# Pointing records
============
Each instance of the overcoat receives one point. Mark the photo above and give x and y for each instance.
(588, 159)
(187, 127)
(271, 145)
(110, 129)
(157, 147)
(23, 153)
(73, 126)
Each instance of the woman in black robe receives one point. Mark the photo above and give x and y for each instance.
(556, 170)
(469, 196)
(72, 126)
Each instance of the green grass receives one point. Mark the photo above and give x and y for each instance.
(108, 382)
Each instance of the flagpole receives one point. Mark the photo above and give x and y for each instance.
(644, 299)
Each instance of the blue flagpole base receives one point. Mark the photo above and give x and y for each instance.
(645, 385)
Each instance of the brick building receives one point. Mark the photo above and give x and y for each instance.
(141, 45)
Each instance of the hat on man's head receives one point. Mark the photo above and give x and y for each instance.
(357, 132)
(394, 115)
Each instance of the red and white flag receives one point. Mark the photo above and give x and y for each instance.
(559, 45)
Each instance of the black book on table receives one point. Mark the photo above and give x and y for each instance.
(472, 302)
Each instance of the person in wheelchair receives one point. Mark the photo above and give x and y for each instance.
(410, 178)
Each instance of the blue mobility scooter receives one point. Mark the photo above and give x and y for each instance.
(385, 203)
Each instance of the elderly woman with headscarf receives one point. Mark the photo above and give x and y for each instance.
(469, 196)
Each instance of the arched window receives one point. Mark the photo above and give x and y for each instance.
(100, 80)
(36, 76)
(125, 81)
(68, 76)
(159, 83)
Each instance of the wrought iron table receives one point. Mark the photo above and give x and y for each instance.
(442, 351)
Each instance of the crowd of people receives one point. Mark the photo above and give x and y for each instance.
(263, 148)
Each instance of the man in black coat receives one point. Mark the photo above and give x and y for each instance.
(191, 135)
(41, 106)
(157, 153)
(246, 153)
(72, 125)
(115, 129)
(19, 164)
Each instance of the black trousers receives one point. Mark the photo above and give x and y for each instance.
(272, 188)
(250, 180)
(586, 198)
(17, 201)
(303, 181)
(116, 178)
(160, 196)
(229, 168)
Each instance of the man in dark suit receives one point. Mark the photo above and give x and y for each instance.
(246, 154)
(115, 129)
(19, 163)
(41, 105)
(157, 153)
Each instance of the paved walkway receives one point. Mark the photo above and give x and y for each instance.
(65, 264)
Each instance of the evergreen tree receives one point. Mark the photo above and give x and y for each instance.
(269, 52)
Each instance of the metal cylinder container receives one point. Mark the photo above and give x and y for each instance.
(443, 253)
============
# The task
Output every one of the entries above verbatim, keeping each line and each pair of coordinates in its original order.

# Finished task
Each instance of the overcoat receives one point. Mark the photo above and give x and y for each instance.
(588, 159)
(187, 127)
(271, 145)
(110, 129)
(157, 147)
(23, 153)
(73, 126)
Each instance of the woman in black robe receives one point. Mark the photo above and give x and y for each instance.
(556, 170)
(469, 196)
(72, 126)
Each instance of the green grass receives one point. Mark the photo above and give x and y for each instance.
(108, 382)
Each instance of the flagpole receives one point. Mark the photo above and give x and y for each instance.
(644, 299)
Each instance of the blue flagpole base receives one point. Mark the photo above and give x and y for each instance.
(645, 385)
Each instance of the brick building receives one point. Mark the photo above and give x and y for each instance.
(141, 45)
Each instance of the hat on man's head receives one point. Mark the photo above and give x and y for each instance.
(357, 132)
(394, 115)
Each instance of the red and white flag receives one point. Mark the photo above and give x and y for each instance.
(559, 45)
Each instance of the black book on table receives one point. Mark the photo above and give x and y for each instance.
(472, 302)
Each instance of the person in wheelchair receives one point. Mark the photo above and give x and y for each instance.
(410, 178)
Each instance of the blue mobility scooter receives one point. Mark the photo above and give x and y for each instance.
(385, 203)
Each instance of the elderly woman with headscarf receives one point. Mark the photo above and give x and y for each instance.
(469, 196)
Each instance of the arched window receives one point. Mark the photo above and give x and y for each instance.
(100, 80)
(36, 76)
(125, 81)
(68, 76)
(159, 83)
Each instance of the wrought iron table receives one point. Mark the photo above and give x and y for each instance.
(442, 351)
Each instance of the crowd of people receives one point. Mark the photo above and give x and y for each instance.
(263, 148)
Each instance of the man in black coat receives one point. Mark the photo above and give x and y for each instance.
(191, 135)
(41, 106)
(157, 153)
(246, 153)
(72, 125)
(115, 129)
(19, 164)
Each instance of the black trousers receives one point. Mark the photo above and give x and y for each instance.
(272, 188)
(250, 180)
(586, 198)
(17, 201)
(303, 181)
(116, 178)
(160, 196)
(229, 168)
Each instance of the man in dark suit receives one point. Mark the photo above and give x and y for each instance.
(246, 154)
(115, 129)
(19, 163)
(41, 105)
(157, 153)
Each instance of the paved walkway receives one point. Mark the photo above and give x and y for each instance.
(65, 264)
Each instance of the evergreen tree receives one point. Mark the photo above and give x and y for each instance.
(269, 52)
Each instance of the metal cylinder container receives one point. Mark the photo above and give x and y for each instance.
(443, 253)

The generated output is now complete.